▶ _Provided passage_:
====
Article

Good news for landlords owed substantial rent arrears due to pandemic

19 October 2021

Covid-19 has impacted many businesses, especially those in the hospitality and entertainment sectors who suffered venue closures and significant restrictions on their pre-pandemic operations. It has, in consequence, also hit landlords who are seeing an increase in rent owed to them from the past 18 months.

The recent High Court decision of London Trocadero (2015) LLP v Picturehouse Cinemas Ltd is yet another example of arguments attempting to justify non-payment of commercial rent falling flat. It also demonstrates how commercial tenants will have to wait for new legislation before their position improves.

The tenants of a cinema failed to convince the court that their landlord should be prohibited from collecting arrears because the cinema was required by law to be closed. The landlord was granted summary judgement for the arrears and the court held that it was inappropriate to imply a term into the leases which would have suspended both tenants’ obligations to pay rent and service charges while the law required the cinema to be closed.

In this case, the landlord’s claim to recover rent arrears related to two leases of the cinema. The first lease dated back to 2014 and the second back to 1994. Arrears for unpaid rent and service charges dating back to June 2020 totalled over £2.9m by the time the claim was filed.

The tenants’ main defence was that a term should be implied into the leases to the effect that payment of rent and service charges should be suspended for the periods in which the use of the premises as a cinema was illegal. They expected to use the premises as a cinema for the full duration of each lease which, according to them, was the reason why the two leases were created. Since legal restrictions during the pandemic meant that they were unable to use the premises as a cinema, the tenants argued that the basis on which the leases were made could not apply during these periods and, therefore, they were not required to pay rent or service charges for these periods.
====
▶ _Exercise 1_:
Rewrite the article on rent arrears from "The tenants of" up to and including "cinema to be closed.", changing "summary judgement" to "summary judgment".
▶ _Exercise 2_:
Continue the article on the cinema rent arrears case from the point at which it ends.
The entries are not required for any of this work.

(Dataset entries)
====
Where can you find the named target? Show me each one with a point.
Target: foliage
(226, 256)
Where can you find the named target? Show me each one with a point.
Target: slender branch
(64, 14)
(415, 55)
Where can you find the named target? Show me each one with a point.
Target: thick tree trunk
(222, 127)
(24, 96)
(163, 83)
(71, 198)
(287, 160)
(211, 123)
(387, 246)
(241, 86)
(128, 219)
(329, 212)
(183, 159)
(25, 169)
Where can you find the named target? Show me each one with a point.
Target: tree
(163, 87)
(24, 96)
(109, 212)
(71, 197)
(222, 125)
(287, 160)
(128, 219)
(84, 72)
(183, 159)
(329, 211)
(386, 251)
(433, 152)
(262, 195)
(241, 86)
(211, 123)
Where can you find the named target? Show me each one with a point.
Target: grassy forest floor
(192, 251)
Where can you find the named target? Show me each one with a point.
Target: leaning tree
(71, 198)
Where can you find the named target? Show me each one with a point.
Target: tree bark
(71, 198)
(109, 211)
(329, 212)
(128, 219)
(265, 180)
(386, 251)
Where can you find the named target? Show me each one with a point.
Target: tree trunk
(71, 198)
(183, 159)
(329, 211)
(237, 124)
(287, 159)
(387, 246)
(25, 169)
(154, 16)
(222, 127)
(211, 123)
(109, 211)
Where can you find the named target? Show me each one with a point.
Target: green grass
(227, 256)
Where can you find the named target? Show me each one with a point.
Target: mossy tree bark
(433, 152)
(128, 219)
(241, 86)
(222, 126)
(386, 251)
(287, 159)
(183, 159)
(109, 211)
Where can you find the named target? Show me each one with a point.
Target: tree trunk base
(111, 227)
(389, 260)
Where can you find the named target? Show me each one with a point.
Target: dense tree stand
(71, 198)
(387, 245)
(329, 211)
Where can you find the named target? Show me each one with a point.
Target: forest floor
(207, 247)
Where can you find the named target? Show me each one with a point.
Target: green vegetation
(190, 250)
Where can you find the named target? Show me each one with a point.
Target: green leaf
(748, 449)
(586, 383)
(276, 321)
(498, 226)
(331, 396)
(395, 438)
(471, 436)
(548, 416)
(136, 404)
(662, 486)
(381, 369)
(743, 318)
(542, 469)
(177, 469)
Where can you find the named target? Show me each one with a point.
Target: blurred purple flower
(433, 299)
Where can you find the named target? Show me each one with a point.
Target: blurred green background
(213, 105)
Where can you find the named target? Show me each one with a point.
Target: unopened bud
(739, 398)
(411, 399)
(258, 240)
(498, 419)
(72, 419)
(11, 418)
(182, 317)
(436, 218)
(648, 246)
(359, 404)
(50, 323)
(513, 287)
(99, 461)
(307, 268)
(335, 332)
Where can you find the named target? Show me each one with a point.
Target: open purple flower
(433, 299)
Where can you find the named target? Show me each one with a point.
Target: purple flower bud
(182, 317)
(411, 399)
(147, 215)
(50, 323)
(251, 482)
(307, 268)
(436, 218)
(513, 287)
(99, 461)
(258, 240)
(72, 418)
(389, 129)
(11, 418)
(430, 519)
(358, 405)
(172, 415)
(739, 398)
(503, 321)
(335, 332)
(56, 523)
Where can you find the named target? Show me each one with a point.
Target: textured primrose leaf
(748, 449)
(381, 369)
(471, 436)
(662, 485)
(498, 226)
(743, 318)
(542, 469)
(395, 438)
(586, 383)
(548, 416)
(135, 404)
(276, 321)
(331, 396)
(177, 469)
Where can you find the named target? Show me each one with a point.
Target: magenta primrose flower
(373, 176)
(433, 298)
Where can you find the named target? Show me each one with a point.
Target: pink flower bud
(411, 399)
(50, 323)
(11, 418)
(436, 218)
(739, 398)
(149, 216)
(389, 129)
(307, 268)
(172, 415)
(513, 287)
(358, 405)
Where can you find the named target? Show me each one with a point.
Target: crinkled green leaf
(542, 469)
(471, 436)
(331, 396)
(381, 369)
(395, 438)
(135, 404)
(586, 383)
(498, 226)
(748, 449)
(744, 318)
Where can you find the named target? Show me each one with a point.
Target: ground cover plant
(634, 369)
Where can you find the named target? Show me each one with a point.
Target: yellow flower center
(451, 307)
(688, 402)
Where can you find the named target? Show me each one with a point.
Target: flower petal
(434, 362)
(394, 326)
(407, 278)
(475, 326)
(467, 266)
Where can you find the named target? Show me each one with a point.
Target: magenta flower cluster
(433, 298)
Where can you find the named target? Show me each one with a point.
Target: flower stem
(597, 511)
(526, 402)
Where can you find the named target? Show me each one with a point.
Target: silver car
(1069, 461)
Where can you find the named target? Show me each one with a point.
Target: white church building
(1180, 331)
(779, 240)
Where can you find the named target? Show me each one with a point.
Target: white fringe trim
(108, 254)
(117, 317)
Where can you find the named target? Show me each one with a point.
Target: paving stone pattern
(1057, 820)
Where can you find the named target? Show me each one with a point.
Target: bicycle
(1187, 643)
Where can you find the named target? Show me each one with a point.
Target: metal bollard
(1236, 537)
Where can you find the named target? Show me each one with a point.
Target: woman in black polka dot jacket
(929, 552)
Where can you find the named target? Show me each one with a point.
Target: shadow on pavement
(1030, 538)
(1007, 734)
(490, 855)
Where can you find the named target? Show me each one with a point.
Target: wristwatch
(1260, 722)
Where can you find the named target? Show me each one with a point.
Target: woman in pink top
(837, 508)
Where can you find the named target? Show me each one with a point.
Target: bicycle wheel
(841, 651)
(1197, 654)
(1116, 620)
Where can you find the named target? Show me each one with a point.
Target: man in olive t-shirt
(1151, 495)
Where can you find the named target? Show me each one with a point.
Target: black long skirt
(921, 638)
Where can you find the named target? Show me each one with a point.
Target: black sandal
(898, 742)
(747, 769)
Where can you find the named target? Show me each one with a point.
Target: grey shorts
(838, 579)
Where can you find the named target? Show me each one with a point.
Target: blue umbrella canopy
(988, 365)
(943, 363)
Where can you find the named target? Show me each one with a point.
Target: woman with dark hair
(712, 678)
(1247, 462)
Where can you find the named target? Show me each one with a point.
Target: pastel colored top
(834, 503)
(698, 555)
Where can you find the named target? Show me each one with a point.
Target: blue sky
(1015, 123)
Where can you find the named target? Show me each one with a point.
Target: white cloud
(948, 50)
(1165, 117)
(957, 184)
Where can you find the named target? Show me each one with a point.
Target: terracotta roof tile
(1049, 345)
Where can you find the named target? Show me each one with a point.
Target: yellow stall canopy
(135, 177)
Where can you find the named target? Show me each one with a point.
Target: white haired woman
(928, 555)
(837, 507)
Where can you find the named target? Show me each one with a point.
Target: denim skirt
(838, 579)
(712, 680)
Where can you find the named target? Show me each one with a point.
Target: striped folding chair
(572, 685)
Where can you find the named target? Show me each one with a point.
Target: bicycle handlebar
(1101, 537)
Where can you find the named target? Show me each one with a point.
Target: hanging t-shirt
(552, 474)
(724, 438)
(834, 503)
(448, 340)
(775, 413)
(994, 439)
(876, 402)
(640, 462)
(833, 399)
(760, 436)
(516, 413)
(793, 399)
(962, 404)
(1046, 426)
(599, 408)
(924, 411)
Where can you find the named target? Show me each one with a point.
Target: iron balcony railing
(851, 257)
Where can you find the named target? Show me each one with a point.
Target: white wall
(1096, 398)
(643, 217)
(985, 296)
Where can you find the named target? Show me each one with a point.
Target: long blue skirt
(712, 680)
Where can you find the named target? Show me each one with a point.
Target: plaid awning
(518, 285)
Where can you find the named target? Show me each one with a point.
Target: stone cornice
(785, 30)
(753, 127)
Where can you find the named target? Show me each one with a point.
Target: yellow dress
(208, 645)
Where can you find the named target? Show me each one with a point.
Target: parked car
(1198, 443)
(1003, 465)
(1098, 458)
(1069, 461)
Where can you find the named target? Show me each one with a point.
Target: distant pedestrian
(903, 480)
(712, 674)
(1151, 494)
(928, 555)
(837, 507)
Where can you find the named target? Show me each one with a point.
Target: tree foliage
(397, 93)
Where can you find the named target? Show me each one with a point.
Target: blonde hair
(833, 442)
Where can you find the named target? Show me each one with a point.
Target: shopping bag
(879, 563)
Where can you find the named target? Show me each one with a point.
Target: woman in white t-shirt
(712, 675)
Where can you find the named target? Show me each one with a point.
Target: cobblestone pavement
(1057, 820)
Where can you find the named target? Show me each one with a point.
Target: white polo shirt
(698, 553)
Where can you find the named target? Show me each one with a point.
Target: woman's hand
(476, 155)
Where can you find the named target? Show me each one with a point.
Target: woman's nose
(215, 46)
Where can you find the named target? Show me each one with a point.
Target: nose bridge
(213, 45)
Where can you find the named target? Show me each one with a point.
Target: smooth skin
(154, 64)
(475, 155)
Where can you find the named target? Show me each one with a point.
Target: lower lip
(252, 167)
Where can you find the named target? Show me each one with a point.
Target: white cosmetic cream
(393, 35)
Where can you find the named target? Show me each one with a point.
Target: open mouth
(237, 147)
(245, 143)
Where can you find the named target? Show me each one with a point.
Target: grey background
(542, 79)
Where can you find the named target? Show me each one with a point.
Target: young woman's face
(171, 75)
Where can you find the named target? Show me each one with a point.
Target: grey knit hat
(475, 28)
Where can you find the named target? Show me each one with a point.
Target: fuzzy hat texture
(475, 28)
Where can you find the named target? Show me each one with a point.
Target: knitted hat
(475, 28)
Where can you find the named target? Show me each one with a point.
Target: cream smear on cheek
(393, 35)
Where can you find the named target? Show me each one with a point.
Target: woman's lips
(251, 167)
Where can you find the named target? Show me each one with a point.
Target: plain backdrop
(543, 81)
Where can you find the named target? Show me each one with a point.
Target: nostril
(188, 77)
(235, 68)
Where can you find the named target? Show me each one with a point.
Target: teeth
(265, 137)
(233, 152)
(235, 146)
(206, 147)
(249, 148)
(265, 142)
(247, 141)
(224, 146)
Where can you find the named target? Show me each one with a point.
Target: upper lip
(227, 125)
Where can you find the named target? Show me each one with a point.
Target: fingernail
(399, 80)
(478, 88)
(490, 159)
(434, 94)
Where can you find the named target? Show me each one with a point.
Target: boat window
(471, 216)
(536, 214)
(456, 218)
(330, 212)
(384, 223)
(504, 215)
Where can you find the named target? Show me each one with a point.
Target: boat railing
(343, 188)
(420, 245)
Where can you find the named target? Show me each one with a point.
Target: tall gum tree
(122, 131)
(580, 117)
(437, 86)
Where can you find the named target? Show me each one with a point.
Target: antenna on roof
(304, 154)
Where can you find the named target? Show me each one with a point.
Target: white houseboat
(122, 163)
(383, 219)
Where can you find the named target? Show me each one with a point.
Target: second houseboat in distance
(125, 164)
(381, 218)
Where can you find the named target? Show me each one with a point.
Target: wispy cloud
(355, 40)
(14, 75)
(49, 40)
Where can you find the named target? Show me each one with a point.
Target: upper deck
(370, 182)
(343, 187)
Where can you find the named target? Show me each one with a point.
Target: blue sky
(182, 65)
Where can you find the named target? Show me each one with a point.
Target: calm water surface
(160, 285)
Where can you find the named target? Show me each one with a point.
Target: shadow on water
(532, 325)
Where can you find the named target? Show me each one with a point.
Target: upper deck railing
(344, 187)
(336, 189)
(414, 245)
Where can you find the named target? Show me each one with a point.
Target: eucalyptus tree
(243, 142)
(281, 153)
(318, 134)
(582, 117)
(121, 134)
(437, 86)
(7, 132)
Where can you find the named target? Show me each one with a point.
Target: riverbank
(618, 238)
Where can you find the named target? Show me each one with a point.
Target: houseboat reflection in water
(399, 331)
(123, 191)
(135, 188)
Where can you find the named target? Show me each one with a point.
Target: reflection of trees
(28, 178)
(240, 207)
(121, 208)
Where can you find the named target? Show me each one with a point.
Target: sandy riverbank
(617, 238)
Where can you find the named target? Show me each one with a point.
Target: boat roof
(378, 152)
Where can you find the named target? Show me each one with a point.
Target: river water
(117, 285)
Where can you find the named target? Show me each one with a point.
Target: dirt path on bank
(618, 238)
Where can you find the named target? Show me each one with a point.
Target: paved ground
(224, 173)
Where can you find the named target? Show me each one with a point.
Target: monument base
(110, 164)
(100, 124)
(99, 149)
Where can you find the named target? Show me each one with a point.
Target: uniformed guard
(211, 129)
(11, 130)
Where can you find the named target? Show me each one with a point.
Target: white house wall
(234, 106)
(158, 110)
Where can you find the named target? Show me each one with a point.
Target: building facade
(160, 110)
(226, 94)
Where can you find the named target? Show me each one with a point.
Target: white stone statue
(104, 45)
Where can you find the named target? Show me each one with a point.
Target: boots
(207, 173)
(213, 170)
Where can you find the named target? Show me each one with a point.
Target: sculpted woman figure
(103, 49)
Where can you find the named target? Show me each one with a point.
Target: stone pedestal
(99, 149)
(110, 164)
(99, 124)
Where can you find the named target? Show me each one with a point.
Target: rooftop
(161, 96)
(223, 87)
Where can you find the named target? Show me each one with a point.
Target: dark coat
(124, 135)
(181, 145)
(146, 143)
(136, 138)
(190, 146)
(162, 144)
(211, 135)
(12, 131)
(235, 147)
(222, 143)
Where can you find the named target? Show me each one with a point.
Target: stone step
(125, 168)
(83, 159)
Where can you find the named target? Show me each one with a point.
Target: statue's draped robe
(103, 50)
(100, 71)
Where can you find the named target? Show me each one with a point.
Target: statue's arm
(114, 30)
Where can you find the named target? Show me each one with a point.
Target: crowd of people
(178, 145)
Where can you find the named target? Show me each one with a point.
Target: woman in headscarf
====
▶ _Your response 1_:
The tenants of a cinema failed to convince the court that their landlord should be prohibited from collecting arrears because the cinema was required by law to be closed. The landlord was granted summary judgment for the arrears and the court held that it was inappropriate to imply a term into the leases which would have suspended both tenants’ obligations to pay rent and service charges while the law required the cinema to be closed.

▶ _Your response 2_:
The court held that the requirement for the tenants to pay rent, even if the cinema could not be used due to unforeseen legal restrictions, did not justify the implication of additional provisions. This is because a court will not imply terms into a lease unless absolutely necessary. Furthermore, the definition of “permitted use” in the leases was a wide one. In short, the court found that the risk under these leases ought to be borne by the tenants and it was not convinced that the circumstances justified an intervention to transfer the risk of loss to the landlord.

The court based its decision on the fact that the landlord had already disclaimed any warranty as to the use of the premises and the parties had also considered situations in which rent could be suspended under certain circumstances in a rent suspension clause.

Fundamentally, the allocation of risk is a matter for negotiation between the parties before the leases are created, with the definition of permitted use and the content of a rent suspension clause proving significant.